Page ▸
Giter Site home page Giter Site logo

statistics's Introduction

Statistics

Structured Data

Numeric Data that are expressed on a numeric scale.

  1. Continuous: Data that can take on any value in an interval. (Synonyms: interval, float, numeric)

  2. Discrete: Data that can take on only integer values, such as counts. (Synonyms: integer, count)

Categorical Data that can take on only a specific set of values representing a set of possible categories. (Synonyms: enums, enumerated, factors, nominal)

  1. Binary: A special case of categorical data with just two categories of values, e.g., 0/1, true/false. (Synonyms: dichotomous, logical, indicator, boolean)

  2. Ordinal: Categorical data that has an explicit ordering. (Synonym: ordered factor)

There's a reason for this classification. The befits are:

  • Knowing that data is categorical can act as a signal telling software how statistical procedures, such as producing a chart or fitting a model, should behave. In particular, ordinal data can be represented as an ordered.factor in R, preserving a user-specified ordering in charts, tables, and models. In Python, scikit-learn supports ordinal data with the sklearn.preprocessing.OrdinalEncoder.
  • Storage and indexing can be optimized (as in a relational database).
  • The possible values a given categorical variable can take are enforced in the software (like an enum).

Rectangular Data

The typical frame of reference for an analysis in data science is a rectangular data object, like a spreadsheet or database table.

Rectangular data is the general term for a two-dimensional matrix with rows indicating records (cases) and columns indicating features (variables); data frame is the specific format in R and Python.

Key terms for rectangular data:

  • Data frame: Rectangular data (like a spreadsheet) is the basic data structure for statistical and machine learning models.

  • Feature: A column within a table is commonly referred to as a feature. Synonyms: attribute, input, predictor, variable

  • Outcome:Many data science projects involve predicting an outcome—often a yes/no outcome (in Table 1-1, it is “auction was competitive or not”). The features are sometimes used to predict the outcome in an experiment or a study. Synonyms: dependent variable, response, target, output

  • Records: A row within a table is commonly referred to as a record. Synonyms: case, example, instance, observation, pattern, sample.

Nonrectangular Data Structures

Spatial data structures, which are used in mapping and location analytics, are more complex and varied than rectangular data structures. In the object representation, the focus of the data is an object (e.g., a house) and its spatial coordinates. The field view, by contrast, focuses on small units of space and the value of a relevant metric (pixel brightness, for example).

Graph (or network) data structures are used to represent physical, social, and abstract relationships. For example, a graph of a social network, such as Facebook, may represent connections between people on the network. Distribution hubs connected by roads are an example of a physical network. Graph structures are useful for certain types of problems, such as network optimization and recommender systems.

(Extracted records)

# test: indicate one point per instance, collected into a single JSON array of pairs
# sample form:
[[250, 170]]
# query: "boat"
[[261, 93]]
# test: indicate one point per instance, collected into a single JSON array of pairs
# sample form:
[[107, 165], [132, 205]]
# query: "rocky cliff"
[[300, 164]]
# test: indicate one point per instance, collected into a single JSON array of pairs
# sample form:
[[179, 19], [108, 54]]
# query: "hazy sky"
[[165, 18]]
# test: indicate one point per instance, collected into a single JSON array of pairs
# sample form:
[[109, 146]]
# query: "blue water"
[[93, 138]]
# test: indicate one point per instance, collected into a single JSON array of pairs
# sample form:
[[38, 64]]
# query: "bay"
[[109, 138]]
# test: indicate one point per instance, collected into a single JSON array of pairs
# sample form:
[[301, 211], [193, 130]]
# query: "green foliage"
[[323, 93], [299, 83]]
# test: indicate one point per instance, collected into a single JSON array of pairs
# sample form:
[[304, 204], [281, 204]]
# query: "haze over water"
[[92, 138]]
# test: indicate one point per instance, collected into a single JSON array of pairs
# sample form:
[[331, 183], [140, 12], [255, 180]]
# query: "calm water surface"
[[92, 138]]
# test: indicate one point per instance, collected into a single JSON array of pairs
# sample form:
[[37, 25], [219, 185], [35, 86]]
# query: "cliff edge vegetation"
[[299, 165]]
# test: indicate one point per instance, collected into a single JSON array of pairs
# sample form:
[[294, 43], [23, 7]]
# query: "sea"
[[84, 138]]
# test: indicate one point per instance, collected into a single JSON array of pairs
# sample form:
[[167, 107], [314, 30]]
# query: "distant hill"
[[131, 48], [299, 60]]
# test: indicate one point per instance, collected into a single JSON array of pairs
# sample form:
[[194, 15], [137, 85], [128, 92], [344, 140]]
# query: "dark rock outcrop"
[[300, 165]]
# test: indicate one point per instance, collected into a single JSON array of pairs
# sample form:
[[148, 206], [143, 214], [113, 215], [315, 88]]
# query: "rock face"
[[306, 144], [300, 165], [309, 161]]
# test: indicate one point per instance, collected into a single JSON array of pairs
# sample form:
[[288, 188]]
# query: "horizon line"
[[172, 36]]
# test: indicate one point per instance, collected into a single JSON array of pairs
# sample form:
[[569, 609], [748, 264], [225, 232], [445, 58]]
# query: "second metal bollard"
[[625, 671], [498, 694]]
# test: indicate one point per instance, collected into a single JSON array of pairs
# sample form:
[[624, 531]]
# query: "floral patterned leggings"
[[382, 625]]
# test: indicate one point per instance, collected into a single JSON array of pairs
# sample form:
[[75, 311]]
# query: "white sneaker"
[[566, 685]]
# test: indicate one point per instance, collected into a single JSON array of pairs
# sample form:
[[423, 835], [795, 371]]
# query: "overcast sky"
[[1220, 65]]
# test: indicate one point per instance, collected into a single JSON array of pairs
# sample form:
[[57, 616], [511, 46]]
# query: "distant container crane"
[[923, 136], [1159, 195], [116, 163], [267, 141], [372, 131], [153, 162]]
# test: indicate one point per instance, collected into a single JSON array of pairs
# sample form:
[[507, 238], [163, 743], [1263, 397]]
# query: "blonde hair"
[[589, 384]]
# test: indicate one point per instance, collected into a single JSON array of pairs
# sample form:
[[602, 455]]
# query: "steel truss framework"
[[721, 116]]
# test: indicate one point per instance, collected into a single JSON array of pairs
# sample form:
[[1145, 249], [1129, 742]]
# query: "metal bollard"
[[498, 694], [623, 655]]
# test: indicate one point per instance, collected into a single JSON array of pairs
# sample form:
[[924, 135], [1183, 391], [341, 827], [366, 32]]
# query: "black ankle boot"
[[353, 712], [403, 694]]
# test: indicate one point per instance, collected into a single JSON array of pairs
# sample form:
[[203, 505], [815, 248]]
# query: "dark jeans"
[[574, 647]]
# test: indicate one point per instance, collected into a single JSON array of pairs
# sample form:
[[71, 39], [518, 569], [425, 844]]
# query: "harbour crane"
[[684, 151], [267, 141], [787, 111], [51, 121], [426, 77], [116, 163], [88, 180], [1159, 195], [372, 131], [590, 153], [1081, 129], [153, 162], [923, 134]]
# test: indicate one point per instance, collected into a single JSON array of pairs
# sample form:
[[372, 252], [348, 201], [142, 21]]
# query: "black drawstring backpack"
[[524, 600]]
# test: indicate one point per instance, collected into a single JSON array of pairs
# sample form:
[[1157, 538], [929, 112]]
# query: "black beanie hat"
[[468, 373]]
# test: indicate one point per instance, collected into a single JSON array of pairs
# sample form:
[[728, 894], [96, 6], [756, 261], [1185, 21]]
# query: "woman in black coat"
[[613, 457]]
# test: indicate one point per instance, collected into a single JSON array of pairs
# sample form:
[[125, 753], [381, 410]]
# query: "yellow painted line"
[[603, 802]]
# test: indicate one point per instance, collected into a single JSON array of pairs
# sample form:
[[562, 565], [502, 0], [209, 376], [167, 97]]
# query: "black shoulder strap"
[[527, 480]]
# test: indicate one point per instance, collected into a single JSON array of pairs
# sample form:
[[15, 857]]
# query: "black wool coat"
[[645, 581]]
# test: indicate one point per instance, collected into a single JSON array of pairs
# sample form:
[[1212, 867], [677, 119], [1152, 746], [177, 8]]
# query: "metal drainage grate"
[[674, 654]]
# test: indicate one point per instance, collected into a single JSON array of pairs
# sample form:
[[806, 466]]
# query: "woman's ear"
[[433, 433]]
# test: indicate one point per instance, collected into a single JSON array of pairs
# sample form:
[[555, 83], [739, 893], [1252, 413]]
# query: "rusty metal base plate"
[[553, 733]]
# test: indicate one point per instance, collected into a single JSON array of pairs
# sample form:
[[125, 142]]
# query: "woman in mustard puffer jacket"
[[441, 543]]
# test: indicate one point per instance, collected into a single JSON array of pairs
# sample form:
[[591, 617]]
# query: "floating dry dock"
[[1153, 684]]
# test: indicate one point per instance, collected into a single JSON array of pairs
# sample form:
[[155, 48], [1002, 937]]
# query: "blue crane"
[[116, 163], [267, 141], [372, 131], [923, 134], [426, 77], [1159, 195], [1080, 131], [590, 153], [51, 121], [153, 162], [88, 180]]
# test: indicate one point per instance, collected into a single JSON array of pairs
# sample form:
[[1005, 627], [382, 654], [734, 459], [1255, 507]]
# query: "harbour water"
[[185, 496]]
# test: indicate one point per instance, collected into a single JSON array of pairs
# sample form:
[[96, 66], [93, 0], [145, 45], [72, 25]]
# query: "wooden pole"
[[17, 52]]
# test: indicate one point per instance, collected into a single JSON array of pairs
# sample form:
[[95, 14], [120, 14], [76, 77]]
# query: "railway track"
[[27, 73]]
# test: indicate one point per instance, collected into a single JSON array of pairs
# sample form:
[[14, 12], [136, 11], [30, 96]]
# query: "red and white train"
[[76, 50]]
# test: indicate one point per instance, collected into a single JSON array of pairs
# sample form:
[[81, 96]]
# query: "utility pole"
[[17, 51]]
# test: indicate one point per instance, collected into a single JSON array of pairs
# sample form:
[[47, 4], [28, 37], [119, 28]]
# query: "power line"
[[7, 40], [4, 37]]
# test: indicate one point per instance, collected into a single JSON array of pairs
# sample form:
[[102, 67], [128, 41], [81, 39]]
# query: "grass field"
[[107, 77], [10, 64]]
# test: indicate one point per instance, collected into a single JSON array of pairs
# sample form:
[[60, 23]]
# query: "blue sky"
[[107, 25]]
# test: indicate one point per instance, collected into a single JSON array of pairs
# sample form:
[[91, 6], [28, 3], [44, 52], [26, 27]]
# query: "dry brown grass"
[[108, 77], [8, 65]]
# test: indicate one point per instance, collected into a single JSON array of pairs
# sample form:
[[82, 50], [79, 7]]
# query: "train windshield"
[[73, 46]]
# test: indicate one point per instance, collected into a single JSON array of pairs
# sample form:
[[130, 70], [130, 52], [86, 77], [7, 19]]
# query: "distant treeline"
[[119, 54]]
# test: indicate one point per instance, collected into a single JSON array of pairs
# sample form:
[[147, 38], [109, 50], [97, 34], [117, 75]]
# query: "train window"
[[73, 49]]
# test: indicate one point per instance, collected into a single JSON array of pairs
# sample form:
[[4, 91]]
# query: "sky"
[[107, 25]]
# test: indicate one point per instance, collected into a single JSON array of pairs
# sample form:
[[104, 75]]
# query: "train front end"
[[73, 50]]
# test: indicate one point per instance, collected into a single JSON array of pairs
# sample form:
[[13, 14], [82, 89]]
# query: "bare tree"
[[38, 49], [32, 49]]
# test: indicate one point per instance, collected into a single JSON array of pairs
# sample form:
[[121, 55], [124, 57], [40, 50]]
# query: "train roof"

Tasks ▸
#1 Locate each line in the entries that contains the word "cliff", and copy those lines out.
#2 Please go on with the statistics introduction, starting right after its final sentence.
These entries bear no relation to the statistics introduction.

Results by task ▸
#1
# query: "rocky cliff"
# query: "cliff edge vegetation"

#2
Estimates of Location

KEY TERMS FOR ESTIMATES OF LOCATION

  • Mean: The sum of all values divided by the number of values. Synonym: average

  • Weighted mean: The sum of all values times a weight divided by the sum of the weights.Synonym: weighted average

  • Median: The value such that one-half of the data lies above and below. Synonym: 50th percentile

  • Percentile: The value such that P percent of the data lies below. Synonym: quantile

  • Weighted median: The value such that one-half of the sum of the weights lies above and below the sorted data.

  • Trimmed mean: The average of all values after dropping a fixed number of extreme values. Synonym: truncated mean

  • Robust: Not sensitive to extreme values. Synonym: resistant

  • Outlier: A data value that is very different from most of the data. Synonym: extreme value

Computing mean, trimmed mean and median in R.

> state <- read.csv('state.csv')
> mean(state[['Population']])
[1] 6162876
> mean(state[['Population']], trim=0.1)
[1] 4783697
> median(state[['Population']])
[1] 4436370

Computing mean, trimmed mean and median in Pandas.

state = pd.read_csv('state.csv')
state['Population'].mean()
trim_mean(state['Population'], 0.1)
state['Population'].median()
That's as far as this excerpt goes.